START Input

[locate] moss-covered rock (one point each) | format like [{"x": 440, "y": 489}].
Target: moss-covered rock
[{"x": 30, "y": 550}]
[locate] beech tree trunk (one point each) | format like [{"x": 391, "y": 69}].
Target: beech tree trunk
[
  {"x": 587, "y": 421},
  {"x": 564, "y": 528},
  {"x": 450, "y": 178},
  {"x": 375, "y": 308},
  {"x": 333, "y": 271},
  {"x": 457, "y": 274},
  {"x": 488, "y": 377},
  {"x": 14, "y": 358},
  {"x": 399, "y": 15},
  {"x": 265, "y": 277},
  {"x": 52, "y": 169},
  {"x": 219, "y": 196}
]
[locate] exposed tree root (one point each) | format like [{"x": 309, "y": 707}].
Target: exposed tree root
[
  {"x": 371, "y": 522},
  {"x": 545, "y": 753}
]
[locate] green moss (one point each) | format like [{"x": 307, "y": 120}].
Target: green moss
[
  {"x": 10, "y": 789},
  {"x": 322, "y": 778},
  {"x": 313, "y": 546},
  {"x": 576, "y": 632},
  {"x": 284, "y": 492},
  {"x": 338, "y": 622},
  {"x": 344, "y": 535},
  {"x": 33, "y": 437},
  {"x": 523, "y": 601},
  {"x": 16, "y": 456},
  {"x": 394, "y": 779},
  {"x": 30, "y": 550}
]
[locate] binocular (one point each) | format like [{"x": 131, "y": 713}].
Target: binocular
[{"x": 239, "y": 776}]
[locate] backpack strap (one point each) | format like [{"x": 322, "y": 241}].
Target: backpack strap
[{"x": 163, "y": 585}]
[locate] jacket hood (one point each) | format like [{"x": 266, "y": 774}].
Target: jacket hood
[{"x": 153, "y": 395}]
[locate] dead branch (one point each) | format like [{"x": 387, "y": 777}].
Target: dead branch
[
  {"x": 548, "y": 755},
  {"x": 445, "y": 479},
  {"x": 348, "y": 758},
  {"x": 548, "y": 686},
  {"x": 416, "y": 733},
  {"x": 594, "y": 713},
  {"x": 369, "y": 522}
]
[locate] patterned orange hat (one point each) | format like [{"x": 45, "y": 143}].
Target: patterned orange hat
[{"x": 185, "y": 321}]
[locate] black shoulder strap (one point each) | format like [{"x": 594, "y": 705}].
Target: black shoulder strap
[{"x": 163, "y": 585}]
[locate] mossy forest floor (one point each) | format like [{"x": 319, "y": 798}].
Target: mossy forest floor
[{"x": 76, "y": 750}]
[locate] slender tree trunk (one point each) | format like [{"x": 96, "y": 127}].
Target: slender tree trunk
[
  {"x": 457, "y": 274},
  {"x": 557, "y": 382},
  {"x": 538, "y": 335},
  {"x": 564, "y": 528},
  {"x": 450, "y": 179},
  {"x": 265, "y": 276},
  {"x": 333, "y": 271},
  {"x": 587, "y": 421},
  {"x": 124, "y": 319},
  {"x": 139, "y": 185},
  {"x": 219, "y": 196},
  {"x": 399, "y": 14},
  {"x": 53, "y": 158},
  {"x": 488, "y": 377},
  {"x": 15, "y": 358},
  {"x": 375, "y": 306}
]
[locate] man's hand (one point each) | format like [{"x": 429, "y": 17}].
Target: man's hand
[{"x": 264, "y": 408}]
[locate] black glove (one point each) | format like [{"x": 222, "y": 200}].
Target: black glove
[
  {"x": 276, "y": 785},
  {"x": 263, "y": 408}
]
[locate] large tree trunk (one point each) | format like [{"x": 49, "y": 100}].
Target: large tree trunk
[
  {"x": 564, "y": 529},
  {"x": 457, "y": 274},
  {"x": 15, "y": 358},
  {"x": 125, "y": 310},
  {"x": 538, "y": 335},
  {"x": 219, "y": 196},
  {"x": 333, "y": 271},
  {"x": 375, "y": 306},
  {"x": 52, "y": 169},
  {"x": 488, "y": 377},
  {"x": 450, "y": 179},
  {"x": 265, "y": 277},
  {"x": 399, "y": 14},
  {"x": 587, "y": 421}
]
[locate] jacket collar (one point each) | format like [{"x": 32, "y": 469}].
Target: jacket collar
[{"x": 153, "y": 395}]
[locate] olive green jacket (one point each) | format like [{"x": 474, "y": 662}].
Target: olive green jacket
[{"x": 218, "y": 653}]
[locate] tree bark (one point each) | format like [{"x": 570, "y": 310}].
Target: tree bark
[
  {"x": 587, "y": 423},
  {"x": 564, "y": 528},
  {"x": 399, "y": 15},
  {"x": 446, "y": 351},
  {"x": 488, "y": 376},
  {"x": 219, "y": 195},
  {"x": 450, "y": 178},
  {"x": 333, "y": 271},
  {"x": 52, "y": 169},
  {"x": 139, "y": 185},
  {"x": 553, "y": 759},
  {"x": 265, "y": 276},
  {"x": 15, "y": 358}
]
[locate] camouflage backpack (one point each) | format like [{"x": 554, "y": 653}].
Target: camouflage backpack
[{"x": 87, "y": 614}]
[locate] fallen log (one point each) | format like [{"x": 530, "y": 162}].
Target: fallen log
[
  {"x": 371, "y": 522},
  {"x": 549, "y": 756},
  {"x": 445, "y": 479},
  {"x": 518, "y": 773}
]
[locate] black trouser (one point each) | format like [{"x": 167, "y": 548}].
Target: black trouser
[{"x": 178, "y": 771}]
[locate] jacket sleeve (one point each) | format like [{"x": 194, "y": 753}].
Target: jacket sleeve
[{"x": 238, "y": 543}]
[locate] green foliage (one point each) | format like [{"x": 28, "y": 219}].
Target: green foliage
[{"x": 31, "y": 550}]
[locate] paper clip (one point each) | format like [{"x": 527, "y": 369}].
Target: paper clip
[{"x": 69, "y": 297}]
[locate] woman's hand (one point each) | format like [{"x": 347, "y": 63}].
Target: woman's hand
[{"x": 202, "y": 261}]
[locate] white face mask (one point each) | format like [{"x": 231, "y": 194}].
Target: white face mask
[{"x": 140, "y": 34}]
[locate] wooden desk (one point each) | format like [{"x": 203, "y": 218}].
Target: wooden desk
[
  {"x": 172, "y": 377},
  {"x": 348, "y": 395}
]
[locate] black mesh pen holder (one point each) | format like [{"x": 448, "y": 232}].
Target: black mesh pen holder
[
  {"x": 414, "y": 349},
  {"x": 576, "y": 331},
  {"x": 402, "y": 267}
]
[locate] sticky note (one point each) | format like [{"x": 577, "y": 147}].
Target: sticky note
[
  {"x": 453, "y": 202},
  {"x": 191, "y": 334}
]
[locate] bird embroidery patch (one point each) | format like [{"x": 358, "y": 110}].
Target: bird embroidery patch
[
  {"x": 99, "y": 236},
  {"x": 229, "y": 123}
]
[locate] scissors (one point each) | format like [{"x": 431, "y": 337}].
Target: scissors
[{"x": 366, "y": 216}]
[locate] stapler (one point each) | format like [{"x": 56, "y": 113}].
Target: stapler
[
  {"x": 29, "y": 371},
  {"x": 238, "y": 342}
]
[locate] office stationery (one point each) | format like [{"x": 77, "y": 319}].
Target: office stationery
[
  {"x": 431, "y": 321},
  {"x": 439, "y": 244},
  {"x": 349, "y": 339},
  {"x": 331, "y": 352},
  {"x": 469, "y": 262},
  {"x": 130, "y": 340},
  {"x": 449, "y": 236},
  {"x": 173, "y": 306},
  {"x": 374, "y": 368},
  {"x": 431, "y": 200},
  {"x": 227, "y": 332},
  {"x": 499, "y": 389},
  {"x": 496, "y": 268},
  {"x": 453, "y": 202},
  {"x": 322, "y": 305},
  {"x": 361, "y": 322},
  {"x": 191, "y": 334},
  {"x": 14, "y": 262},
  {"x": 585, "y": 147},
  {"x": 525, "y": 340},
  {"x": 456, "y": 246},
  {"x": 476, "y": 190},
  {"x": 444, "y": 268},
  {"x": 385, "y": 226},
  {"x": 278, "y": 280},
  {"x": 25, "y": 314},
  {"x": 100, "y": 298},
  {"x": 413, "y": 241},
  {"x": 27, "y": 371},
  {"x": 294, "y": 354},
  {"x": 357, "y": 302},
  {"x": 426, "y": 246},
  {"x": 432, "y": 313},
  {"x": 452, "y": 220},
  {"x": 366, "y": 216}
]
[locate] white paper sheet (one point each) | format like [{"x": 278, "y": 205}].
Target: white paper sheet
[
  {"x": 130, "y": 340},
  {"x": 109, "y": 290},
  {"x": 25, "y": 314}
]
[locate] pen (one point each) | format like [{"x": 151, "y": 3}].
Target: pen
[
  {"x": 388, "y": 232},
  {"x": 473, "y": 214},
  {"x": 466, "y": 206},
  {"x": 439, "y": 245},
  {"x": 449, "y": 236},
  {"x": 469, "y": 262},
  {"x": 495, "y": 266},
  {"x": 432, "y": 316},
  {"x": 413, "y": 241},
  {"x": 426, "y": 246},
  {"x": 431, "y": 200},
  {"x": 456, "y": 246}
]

END Input

[What is asked] Set down only these lines, exactly: the line containing "[locate] white paper" and each line after it, through the end of the listing.

[Exercise response]
[locate] white paper sheet (one point each) | format like [{"x": 278, "y": 205}].
Target: white paper sheet
[
  {"x": 130, "y": 340},
  {"x": 109, "y": 290},
  {"x": 25, "y": 314}
]
[locate] pen (one point each) | format like [{"x": 151, "y": 3}].
Target: pen
[
  {"x": 388, "y": 232},
  {"x": 473, "y": 214},
  {"x": 466, "y": 206},
  {"x": 439, "y": 245},
  {"x": 449, "y": 236},
  {"x": 469, "y": 262},
  {"x": 495, "y": 266},
  {"x": 432, "y": 316},
  {"x": 413, "y": 241},
  {"x": 426, "y": 246},
  {"x": 431, "y": 200},
  {"x": 456, "y": 246}
]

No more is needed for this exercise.